(Beginning of Record set)

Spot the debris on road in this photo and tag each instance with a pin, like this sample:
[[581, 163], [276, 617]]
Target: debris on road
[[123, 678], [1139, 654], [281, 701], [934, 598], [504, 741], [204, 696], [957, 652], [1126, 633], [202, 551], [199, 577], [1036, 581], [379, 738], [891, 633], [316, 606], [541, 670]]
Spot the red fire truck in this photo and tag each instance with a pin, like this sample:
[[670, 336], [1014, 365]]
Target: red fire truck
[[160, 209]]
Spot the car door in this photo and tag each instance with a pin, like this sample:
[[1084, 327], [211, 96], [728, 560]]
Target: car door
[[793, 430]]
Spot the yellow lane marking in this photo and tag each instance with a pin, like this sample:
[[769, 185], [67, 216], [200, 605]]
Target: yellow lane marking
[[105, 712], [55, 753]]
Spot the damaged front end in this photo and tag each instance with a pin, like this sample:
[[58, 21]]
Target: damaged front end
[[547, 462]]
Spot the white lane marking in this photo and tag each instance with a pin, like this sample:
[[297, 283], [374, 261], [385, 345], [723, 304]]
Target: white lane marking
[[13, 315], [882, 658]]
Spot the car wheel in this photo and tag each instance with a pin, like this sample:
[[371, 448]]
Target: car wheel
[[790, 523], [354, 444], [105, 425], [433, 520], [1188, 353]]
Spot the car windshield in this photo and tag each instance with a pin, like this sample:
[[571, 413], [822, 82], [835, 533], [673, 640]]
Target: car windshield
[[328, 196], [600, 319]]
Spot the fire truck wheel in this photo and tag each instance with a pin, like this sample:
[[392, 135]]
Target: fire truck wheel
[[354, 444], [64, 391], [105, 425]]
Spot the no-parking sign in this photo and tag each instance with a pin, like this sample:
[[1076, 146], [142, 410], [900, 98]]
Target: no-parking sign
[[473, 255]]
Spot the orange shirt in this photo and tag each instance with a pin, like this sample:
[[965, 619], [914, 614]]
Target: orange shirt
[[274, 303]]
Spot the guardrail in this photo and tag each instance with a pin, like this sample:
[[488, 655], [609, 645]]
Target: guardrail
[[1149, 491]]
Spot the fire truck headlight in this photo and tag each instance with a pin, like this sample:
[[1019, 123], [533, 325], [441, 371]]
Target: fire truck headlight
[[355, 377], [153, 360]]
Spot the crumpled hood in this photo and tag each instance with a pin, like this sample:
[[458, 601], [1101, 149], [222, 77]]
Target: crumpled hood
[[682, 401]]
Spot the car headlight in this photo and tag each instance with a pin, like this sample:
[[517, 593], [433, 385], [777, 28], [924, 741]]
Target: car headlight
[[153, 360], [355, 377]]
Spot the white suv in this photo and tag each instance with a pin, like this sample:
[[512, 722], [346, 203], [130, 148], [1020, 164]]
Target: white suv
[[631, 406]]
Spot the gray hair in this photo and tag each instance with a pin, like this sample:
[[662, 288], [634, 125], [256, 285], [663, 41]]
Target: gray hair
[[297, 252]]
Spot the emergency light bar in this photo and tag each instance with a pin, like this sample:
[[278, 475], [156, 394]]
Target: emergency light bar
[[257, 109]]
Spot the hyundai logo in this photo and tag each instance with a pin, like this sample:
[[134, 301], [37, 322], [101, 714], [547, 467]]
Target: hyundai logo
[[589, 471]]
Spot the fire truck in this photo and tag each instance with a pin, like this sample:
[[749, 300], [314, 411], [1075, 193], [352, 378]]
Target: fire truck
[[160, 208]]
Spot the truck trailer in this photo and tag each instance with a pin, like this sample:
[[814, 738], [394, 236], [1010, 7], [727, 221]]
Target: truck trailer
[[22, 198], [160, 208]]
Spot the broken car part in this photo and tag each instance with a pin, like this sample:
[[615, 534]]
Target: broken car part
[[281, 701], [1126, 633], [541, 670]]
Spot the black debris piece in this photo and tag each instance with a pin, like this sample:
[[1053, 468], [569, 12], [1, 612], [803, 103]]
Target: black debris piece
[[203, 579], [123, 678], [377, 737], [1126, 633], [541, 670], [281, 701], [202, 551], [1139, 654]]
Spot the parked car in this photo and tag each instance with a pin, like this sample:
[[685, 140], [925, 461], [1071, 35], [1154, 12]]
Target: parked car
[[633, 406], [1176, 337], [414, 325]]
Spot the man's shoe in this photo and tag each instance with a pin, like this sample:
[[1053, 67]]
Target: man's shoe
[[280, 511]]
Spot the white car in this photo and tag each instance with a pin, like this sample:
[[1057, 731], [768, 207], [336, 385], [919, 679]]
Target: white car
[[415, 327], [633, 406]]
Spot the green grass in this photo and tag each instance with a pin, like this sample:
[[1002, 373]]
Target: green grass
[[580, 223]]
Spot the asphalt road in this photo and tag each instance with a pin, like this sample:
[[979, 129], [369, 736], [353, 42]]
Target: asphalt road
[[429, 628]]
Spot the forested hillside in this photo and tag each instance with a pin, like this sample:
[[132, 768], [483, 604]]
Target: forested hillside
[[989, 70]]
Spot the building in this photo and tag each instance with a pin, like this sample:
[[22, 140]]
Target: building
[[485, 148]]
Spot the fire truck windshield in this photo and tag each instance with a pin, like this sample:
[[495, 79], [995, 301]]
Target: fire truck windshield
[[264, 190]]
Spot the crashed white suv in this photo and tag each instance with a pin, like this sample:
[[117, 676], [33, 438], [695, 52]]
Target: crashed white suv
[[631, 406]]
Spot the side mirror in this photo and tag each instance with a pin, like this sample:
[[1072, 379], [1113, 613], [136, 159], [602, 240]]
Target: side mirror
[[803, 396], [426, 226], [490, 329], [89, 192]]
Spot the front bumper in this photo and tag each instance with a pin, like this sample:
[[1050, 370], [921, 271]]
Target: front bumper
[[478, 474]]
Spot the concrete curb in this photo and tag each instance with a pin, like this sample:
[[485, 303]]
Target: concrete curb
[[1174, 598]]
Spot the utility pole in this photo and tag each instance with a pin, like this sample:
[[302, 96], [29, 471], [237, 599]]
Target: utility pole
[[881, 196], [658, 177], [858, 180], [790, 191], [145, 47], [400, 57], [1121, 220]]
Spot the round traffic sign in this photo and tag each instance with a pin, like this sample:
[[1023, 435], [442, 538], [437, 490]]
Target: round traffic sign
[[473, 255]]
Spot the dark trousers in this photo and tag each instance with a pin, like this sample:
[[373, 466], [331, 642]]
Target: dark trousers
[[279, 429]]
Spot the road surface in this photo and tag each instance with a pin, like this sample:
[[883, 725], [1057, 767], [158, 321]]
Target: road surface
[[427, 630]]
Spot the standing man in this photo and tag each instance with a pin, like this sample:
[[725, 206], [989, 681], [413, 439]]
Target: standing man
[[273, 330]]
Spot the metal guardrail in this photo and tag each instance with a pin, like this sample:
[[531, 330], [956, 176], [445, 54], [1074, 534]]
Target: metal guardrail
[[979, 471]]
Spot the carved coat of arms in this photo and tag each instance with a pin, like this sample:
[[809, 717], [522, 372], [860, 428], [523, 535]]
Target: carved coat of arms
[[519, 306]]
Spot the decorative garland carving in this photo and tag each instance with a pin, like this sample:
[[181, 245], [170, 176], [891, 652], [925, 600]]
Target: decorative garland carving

(End of Record set)

▶ Activity
After locating the line with "Spot the decorative" in the records above, please set down that line and all later ones exactly, and no other line.

▶ Response for this exercise
Spot the decorative garland carving in this photo and tag each instance with a pin, like this sample:
[[181, 245], [170, 176], [891, 652], [925, 600]]
Target: decorative garland carving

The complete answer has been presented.